Обновите отрывок о фонетике: приведите заново часть, которая открывается словами «Какой-нибудь бытовой каламбур» и завершается словами «трезвость и т.п.», заменив «каламбур» на «афоризм».

══ ОТРЫВОК

Какой-нибудь бытовой каламбур может, конечно, не нравиться ни по мысли, рожденной при участии фонетики, ни по форме. Но в самом генезисе паронимии из звуковых повторов мы по существу имеем дело с рождением смысла из звука. Невозможно отрицать, что, скажем, заготовки поэтами рифм впрок существуют независимо от футуризма, ОПОЯЗа, структурализма, филологических споров и полемических реплик, а паронимические гнезда — независимо и от поэтов. “Фонетика рождает мысль” — если “мысль” хороша, если в конечном результате общество получает некоторую эстетическую ценность, в таком генезисе “мысли” нет ничего обидного для нее или для читателя, наслаждающегося и вот этим сочетанием слов — презренной прозой, леса обезлосели, баклажаны бока отлежали или рифмой врезываясь — трезвость и т.п.

Нет оснований понимать все это так, что только фонетика участвует в рождении художественного факта. Как нет оснований сводить фонетику ПЯ к орнаментальному искусству, бессодержательному украшательству, пассивному оформлению идеи.

Фонетика ПЯ активна, но пока еще мы находимся у самых начал ее системного анализа [Ср. и в этой связи Гиндин С.И. Послесловие к статье В.Т.Шаламова. // Семиотика и информатика. М.: ВИНИТИ, 1976, вып. 7, 148—149 и Шаламов В.Т. Звуковой повтор — поиск смысла: Заметки о стиховой гармонии. // Семиотика и информатика. М.: ВИНИТИ, 1976, вып. 7 (с приложением). Некоторые слабости идеи об “опорных трезвучиях”, как представляется, очевидны, с точки зрения, развиваемой в настоящей главе]. Она активнее, чем метрика и ритмика, хотя бы потому, что может быть более тесно связана художником слова со смыслом конкретных образных структур произведения.

════
══ ВЫБОРКА ДАННЫХ

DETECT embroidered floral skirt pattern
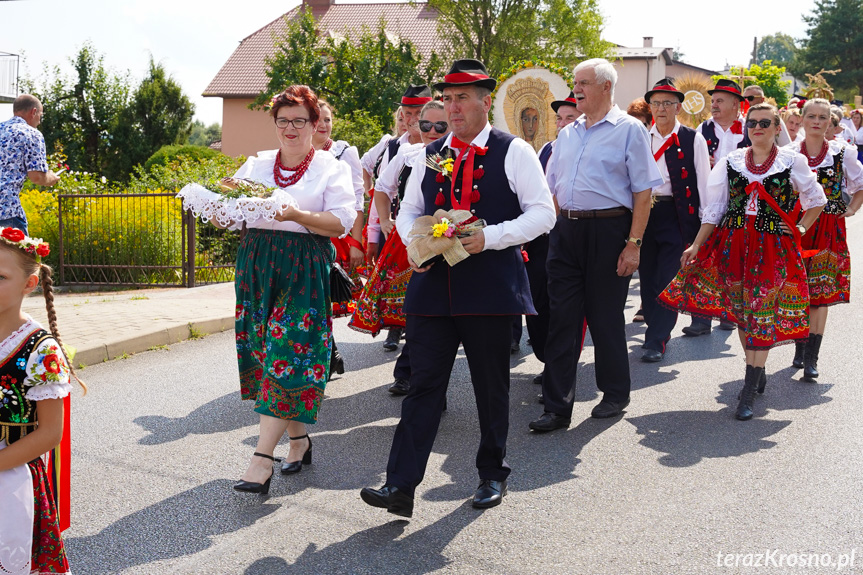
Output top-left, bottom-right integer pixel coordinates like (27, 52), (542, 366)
(27, 459), (69, 575)
(659, 216), (809, 350)
(803, 213), (851, 305)
(348, 228), (413, 336)
(235, 228), (332, 423)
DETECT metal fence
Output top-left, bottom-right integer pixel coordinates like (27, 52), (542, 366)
(58, 192), (239, 287)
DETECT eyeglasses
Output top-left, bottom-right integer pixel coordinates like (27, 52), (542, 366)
(276, 118), (309, 130)
(650, 100), (680, 110)
(420, 120), (449, 134)
(746, 120), (773, 128)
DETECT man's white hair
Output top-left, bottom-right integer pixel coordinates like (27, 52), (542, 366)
(572, 58), (617, 100)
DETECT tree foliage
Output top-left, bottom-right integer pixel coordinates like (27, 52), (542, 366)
(712, 60), (791, 106)
(792, 0), (863, 93)
(758, 32), (798, 68)
(22, 43), (194, 181)
(252, 10), (443, 135)
(429, 0), (613, 76)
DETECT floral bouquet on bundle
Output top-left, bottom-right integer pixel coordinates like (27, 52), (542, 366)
(407, 210), (485, 267)
(177, 178), (298, 231)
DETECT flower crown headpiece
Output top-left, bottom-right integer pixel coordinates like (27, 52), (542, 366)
(0, 228), (51, 263)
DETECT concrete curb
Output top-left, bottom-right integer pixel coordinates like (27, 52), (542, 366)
(74, 316), (234, 369)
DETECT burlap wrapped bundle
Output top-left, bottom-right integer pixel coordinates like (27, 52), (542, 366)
(407, 210), (485, 267)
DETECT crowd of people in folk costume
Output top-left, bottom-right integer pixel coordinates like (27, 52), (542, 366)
(0, 50), (863, 573)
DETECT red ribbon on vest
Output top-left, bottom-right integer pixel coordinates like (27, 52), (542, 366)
(653, 132), (680, 162)
(449, 136), (488, 210)
(746, 182), (818, 258)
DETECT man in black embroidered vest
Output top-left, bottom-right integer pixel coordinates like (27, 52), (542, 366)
(366, 84), (432, 351)
(683, 79), (751, 336)
(638, 78), (710, 362)
(530, 58), (662, 432)
(360, 60), (554, 517)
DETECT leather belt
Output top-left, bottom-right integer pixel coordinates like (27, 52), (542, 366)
(560, 208), (632, 220)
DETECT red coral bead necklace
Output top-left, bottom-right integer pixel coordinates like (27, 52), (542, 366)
(273, 147), (315, 188)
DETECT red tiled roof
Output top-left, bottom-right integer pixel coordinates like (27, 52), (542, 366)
(203, 2), (437, 98)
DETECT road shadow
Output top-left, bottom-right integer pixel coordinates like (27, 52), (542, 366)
(244, 505), (480, 575)
(65, 479), (279, 575)
(132, 391), (259, 445)
(626, 410), (791, 467)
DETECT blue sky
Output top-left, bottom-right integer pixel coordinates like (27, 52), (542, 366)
(0, 0), (813, 124)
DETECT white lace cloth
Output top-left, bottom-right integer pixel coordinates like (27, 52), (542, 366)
(701, 147), (827, 224)
(177, 150), (357, 237)
(177, 184), (299, 228)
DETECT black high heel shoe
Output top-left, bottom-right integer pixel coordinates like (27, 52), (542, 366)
(282, 433), (312, 475)
(234, 451), (279, 495)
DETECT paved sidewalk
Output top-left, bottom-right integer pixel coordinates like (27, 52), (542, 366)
(24, 282), (234, 367)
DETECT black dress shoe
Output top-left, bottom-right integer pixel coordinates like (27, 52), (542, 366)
(641, 349), (665, 363)
(360, 485), (414, 517)
(282, 433), (312, 475)
(528, 411), (572, 433)
(590, 399), (629, 419)
(472, 479), (506, 509)
(683, 323), (710, 337)
(387, 377), (411, 395)
(384, 327), (402, 351)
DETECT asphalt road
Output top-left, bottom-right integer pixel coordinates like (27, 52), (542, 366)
(65, 219), (863, 575)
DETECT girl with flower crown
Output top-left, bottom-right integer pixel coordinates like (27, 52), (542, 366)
(790, 98), (863, 381)
(0, 228), (86, 575)
(659, 104), (827, 420)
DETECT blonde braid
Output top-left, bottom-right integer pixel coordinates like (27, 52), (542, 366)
(38, 264), (87, 395)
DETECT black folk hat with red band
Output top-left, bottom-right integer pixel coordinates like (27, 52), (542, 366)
(644, 78), (686, 104)
(707, 80), (744, 101)
(434, 59), (497, 92)
(396, 84), (432, 108)
(551, 92), (578, 114)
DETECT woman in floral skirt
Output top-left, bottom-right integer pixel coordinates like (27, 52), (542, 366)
(659, 104), (827, 420)
(228, 86), (357, 493)
(791, 98), (863, 381)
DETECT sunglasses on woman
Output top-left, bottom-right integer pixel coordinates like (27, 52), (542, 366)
(746, 120), (773, 128)
(420, 120), (449, 134)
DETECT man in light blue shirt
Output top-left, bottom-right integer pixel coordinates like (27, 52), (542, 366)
(0, 94), (60, 234)
(530, 58), (662, 432)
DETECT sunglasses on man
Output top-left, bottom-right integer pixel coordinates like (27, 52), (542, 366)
(420, 120), (449, 134)
(746, 120), (773, 128)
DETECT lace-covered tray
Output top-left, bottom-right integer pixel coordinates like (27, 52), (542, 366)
(177, 184), (299, 227)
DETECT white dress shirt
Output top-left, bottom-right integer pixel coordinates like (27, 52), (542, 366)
(366, 132), (410, 244)
(396, 123), (556, 250)
(701, 146), (827, 224)
(650, 120), (710, 216)
(330, 140), (366, 212)
(789, 140), (863, 196)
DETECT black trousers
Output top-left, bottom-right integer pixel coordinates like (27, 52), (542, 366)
(638, 201), (685, 353)
(524, 235), (549, 363)
(542, 214), (632, 417)
(393, 337), (411, 380)
(386, 315), (513, 495)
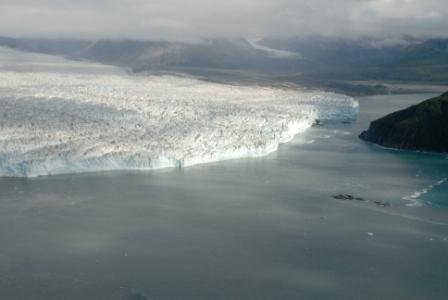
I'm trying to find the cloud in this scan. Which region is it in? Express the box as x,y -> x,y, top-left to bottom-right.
0,0 -> 448,40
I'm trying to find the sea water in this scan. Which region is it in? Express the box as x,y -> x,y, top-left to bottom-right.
0,95 -> 448,300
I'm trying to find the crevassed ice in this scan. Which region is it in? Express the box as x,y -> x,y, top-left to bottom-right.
0,49 -> 358,177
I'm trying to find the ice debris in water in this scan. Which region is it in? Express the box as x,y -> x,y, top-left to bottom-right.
0,48 -> 358,177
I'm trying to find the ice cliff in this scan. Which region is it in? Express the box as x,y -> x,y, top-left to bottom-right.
0,48 -> 358,177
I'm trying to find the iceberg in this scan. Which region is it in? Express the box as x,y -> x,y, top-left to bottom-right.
0,48 -> 358,177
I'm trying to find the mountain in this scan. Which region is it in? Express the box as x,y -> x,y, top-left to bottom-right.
360,93 -> 448,153
0,37 -> 448,86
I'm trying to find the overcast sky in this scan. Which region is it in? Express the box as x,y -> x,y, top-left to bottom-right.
0,0 -> 448,40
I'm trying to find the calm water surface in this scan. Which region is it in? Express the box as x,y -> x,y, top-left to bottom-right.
0,95 -> 448,300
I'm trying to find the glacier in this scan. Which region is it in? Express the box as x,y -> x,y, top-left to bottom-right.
0,49 -> 358,177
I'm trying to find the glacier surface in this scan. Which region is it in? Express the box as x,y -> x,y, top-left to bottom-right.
0,49 -> 358,177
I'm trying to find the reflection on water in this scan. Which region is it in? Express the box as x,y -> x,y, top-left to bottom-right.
0,95 -> 448,300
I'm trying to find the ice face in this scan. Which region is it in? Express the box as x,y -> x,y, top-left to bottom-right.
0,48 -> 357,177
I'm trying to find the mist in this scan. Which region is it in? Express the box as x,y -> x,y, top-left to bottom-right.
0,0 -> 448,40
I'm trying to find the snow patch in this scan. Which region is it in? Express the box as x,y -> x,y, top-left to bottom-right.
0,48 -> 358,177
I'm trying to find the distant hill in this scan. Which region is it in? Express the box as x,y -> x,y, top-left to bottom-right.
360,93 -> 448,153
0,37 -> 448,83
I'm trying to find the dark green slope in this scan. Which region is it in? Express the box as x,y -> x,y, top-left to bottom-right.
360,93 -> 448,152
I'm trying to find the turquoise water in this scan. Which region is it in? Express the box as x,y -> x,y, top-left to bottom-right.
0,95 -> 448,300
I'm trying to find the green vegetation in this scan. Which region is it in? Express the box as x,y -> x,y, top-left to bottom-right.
360,93 -> 448,152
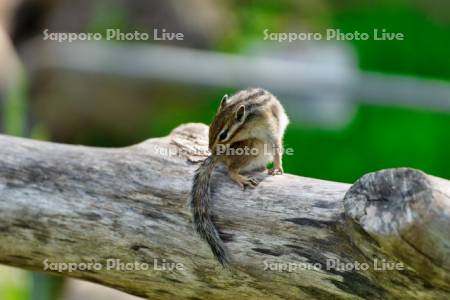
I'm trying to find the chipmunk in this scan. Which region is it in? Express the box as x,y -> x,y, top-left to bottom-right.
190,88 -> 289,266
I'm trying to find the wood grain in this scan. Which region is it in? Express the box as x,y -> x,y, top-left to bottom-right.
0,124 -> 450,299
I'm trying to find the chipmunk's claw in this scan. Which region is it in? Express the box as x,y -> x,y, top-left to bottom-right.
239,177 -> 259,191
268,168 -> 284,176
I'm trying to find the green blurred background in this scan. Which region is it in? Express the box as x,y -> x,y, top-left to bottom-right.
0,0 -> 450,300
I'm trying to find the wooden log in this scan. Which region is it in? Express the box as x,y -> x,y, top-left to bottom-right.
0,124 -> 450,299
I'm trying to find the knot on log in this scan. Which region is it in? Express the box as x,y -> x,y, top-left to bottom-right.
344,168 -> 450,289
344,168 -> 432,235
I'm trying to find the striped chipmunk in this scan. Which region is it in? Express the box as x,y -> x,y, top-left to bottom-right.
190,88 -> 289,266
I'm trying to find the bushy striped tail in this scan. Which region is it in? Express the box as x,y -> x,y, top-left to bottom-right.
190,155 -> 228,266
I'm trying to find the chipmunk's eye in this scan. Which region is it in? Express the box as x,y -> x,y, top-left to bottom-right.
219,130 -> 228,141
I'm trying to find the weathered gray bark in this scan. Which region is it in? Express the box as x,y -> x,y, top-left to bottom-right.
0,124 -> 450,299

════

### РЕШЕНИЕ ЗАДАЧИ
Какой-нибудь бытовой афоризм может, конечно, не нравиться ни по мысли, рожденной при участии фонетики, ни по форме. Но в самом генезисе паронимии из звуковых повторов мы по существу имеем дело с рождением смысла из звука. Невозможно отрицать, что, скажем, заготовки поэтами рифм впрок существуют независимо от футуризма, ОПОЯЗа, структурализма, филологических споров и полемических реплик, а паронимические гнезда — независимо и от поэтов. “Фонетика рождает мысль” — если “мысль” хороша, если в конечном результате общество получает некоторую эстетическую ценность, в таком генезисе “мысли” нет ничего обидного для нее или для читателя, наслаждающегося и вот этим сочетанием слов — презренной прозой, леса обезлосели, баклажаны бока отлежали или рифмой врезываясь — трезвость и т.п.